--- EXERCISE BRIEF ---
Pick out and copy each line of the records below that contains the word "every".

--- MATERIAL TO PROCESS ---
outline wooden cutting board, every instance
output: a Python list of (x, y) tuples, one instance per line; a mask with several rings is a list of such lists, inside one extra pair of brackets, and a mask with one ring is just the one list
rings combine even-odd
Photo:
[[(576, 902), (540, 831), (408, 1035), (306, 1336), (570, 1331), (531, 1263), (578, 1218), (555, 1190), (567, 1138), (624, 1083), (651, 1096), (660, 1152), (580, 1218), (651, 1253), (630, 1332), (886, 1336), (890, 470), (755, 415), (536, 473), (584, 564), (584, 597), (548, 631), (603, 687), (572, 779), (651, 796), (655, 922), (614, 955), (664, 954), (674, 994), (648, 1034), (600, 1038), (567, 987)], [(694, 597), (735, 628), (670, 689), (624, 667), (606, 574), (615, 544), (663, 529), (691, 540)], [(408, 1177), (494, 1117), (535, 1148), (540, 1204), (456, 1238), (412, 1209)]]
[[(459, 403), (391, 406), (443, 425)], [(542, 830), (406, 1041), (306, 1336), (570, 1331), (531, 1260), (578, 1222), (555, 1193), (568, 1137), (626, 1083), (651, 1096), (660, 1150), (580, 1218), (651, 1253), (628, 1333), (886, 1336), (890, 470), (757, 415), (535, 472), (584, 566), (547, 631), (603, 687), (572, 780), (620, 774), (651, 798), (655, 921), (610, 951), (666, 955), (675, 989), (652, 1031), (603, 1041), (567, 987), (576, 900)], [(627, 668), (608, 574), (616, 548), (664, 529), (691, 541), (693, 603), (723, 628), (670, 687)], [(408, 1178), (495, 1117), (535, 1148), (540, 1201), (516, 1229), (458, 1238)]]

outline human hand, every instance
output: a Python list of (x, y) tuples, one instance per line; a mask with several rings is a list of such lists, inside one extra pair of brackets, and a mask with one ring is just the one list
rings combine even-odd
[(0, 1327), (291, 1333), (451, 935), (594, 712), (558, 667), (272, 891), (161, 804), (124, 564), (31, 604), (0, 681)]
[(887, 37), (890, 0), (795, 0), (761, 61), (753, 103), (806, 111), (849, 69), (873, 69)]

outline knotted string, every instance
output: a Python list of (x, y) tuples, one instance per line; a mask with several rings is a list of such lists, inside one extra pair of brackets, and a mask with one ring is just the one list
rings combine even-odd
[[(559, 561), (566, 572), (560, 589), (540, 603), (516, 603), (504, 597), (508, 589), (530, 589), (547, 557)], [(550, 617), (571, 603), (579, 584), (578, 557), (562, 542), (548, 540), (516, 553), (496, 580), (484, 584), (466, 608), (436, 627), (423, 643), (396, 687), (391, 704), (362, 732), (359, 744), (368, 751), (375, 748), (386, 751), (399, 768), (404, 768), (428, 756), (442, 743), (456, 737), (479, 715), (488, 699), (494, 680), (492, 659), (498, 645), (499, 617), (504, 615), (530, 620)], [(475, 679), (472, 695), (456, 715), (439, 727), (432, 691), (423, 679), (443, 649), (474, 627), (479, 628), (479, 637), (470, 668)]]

--- ANSWER BELOW ---
outline wooden cutting board, every instance
outline human hand, every instance
outline knotted string, every instance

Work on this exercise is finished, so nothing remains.